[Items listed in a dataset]
START

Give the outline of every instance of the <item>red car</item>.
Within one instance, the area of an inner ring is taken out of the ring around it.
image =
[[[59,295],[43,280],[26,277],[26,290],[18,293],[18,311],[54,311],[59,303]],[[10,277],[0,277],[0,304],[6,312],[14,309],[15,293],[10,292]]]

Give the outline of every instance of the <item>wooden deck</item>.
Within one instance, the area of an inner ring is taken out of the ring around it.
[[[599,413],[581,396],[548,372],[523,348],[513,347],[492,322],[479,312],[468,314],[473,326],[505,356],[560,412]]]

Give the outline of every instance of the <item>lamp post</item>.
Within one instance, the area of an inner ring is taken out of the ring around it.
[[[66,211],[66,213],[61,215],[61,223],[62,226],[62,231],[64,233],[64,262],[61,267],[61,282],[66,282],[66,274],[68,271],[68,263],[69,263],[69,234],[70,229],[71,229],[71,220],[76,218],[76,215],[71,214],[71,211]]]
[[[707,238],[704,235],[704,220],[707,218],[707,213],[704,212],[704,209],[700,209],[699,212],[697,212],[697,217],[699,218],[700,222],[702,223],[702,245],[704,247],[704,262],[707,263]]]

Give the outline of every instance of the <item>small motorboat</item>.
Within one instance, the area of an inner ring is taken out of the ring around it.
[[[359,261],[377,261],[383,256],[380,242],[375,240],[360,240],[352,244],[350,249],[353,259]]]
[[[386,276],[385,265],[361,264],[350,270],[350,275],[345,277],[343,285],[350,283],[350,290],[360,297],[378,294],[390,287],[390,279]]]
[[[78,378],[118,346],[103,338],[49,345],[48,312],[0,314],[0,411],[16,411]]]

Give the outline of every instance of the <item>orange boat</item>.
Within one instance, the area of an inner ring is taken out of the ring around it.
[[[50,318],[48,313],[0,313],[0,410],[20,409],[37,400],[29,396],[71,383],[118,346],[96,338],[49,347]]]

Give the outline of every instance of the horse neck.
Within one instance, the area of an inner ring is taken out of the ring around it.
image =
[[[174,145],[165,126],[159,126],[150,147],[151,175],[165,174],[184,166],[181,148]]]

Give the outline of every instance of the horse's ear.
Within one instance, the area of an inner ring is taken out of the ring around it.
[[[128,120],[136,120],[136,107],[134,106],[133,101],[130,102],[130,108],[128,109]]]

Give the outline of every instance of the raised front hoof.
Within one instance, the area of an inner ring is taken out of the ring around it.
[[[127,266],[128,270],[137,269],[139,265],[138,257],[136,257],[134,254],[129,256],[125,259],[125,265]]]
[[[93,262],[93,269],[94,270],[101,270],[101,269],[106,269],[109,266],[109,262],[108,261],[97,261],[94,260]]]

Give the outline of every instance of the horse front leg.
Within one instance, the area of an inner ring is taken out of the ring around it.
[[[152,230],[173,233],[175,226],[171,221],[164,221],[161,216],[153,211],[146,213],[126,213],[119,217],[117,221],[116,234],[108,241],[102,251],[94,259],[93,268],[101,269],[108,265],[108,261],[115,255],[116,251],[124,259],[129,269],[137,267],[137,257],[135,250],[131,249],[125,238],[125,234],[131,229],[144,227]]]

END
START

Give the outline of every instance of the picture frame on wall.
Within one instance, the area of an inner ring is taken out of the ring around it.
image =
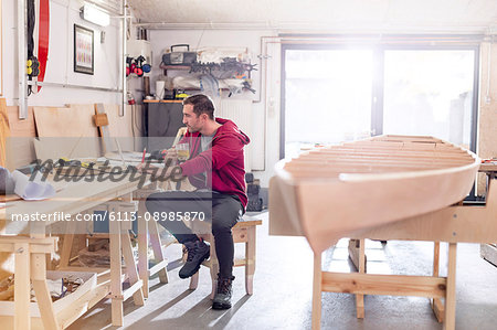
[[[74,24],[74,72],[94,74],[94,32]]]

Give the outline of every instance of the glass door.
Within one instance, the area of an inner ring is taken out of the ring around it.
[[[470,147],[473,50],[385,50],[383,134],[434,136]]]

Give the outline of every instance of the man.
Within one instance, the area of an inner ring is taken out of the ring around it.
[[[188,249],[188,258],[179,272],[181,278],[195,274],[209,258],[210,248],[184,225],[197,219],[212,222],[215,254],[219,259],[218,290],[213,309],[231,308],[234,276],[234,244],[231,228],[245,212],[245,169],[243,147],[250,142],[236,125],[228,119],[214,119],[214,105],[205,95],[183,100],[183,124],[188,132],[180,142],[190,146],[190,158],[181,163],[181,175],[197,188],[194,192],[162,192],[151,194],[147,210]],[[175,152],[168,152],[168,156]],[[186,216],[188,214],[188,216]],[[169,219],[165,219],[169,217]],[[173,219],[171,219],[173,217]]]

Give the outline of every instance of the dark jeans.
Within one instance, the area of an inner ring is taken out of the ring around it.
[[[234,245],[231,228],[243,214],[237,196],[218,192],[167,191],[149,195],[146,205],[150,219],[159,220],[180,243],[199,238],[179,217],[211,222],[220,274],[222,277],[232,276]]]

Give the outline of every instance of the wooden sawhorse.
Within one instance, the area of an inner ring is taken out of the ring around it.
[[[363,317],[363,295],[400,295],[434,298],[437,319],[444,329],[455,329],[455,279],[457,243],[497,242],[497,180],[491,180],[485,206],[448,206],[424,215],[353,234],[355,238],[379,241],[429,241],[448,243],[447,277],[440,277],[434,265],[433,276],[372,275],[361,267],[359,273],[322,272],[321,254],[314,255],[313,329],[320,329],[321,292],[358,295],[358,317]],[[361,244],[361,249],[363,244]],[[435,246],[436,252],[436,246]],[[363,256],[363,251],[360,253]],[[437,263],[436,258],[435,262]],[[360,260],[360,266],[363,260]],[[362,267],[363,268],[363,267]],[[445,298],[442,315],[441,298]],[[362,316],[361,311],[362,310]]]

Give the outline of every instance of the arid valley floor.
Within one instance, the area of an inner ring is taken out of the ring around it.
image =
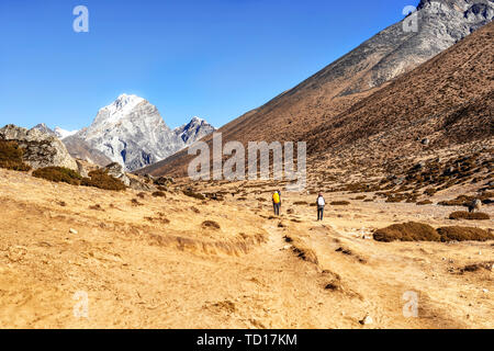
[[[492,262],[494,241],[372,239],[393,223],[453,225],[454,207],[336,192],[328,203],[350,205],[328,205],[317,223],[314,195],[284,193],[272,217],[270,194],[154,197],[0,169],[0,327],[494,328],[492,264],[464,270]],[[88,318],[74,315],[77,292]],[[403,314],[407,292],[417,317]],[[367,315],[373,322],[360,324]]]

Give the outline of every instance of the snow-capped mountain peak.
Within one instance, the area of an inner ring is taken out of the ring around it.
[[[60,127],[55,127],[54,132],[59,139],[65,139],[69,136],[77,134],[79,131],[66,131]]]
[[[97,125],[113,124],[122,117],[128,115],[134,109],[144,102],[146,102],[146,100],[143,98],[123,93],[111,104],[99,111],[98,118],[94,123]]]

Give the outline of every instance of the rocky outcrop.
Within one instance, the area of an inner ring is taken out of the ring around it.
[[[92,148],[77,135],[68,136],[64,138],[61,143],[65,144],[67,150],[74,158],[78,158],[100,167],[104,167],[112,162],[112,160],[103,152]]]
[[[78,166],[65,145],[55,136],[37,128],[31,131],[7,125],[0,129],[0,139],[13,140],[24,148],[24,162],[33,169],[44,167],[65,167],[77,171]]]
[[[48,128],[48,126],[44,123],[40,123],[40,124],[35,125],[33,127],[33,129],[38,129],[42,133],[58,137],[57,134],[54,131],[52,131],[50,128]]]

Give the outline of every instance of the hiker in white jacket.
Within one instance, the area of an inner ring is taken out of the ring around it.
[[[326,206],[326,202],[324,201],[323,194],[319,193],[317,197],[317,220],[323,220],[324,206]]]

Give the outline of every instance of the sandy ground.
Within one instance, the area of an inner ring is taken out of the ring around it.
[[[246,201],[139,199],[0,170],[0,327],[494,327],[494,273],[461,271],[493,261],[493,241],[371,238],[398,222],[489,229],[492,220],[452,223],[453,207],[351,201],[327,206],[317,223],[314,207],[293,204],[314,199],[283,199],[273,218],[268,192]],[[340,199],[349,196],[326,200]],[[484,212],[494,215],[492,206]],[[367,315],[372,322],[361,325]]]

END

What you are asked to do:
State how many lines of the entries above contain the word "wooden". Case counts, and give only the number.

Output for this task:
2